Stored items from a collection
--------------------

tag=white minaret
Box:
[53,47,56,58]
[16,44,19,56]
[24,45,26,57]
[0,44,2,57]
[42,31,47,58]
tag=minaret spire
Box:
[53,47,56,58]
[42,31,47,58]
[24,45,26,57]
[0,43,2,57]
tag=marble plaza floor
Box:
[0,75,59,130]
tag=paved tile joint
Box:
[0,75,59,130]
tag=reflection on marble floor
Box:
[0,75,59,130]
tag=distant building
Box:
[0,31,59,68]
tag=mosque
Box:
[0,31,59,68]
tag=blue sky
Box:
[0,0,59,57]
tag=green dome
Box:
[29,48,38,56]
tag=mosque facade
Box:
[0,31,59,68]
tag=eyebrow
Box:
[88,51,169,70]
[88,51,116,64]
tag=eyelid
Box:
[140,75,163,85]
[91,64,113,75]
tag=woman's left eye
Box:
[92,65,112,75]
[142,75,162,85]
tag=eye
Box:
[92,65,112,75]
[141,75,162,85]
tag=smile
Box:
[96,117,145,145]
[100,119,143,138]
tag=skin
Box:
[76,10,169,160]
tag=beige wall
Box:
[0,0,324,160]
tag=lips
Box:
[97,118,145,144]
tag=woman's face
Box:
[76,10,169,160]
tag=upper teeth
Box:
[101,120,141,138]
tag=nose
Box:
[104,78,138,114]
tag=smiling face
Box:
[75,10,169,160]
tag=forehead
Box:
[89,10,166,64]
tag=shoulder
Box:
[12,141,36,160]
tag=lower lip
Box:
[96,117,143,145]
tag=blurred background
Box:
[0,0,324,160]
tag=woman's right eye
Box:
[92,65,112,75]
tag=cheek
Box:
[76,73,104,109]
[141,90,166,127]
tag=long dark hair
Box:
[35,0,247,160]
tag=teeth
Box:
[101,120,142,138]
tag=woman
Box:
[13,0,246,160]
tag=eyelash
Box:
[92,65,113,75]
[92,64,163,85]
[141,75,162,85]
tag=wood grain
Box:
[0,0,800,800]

--------------------

Write out all the rows above again, switching each "mosque" to "masjid" and keeping everything else the same.

tag=white minaret
Box:
[53,47,56,58]
[16,44,19,56]
[24,45,26,57]
[0,44,2,57]
[42,31,47,58]
tag=minaret spire
Box:
[53,47,56,58]
[42,31,47,58]
[24,45,26,57]
[0,43,2,57]
tag=marble plaza floor
Box:
[0,75,59,130]
tag=paved tile joint
Box:
[0,75,59,130]
tag=reflection on marble floor
Box:
[0,75,59,130]
tag=distant building
Box:
[0,31,59,68]
tag=masjid
Box:
[0,31,59,68]
tag=blue sky
Box:
[0,0,59,57]
tag=green dome
Box:
[29,48,38,56]
tag=masjid facade
Box:
[0,31,59,68]
tag=eyebrow
Box:
[88,51,169,70]
[88,51,116,64]
tag=eyelid
Box:
[140,75,163,85]
[91,64,113,75]
tag=woman's left eye
Box:
[92,65,112,75]
[142,75,162,85]
tag=eye
Box:
[92,65,112,75]
[141,75,162,85]
tag=smile
Box:
[96,117,145,145]
[100,119,143,138]
tag=skin
Box:
[76,10,169,160]
tag=beige wall
Box:
[0,0,324,160]
tag=lips
Box:
[97,118,145,144]
tag=woman's face
Box:
[76,10,169,160]
tag=upper teeth
Box:
[101,120,141,138]
tag=nose
Box:
[104,78,138,114]
tag=smiling face
Box:
[75,10,169,160]
tag=forehead
Box:
[89,10,166,64]
tag=shoulder
Box:
[12,141,36,160]
tag=lower lip
Box:
[96,117,143,145]
tag=blurred background
Box:
[0,0,324,160]
tag=woman's right eye
Box:
[92,65,112,75]
tag=cheek
Box:
[76,73,104,109]
[141,90,166,127]
tag=long dark hair
Box:
[35,0,247,160]
tag=teeth
Box:
[101,120,142,138]
tag=woman
Box:
[13,0,246,160]
tag=eyelash
Box:
[92,65,113,75]
[92,64,163,85]
[141,75,162,85]
tag=wood grain
Box:
[0,0,800,800]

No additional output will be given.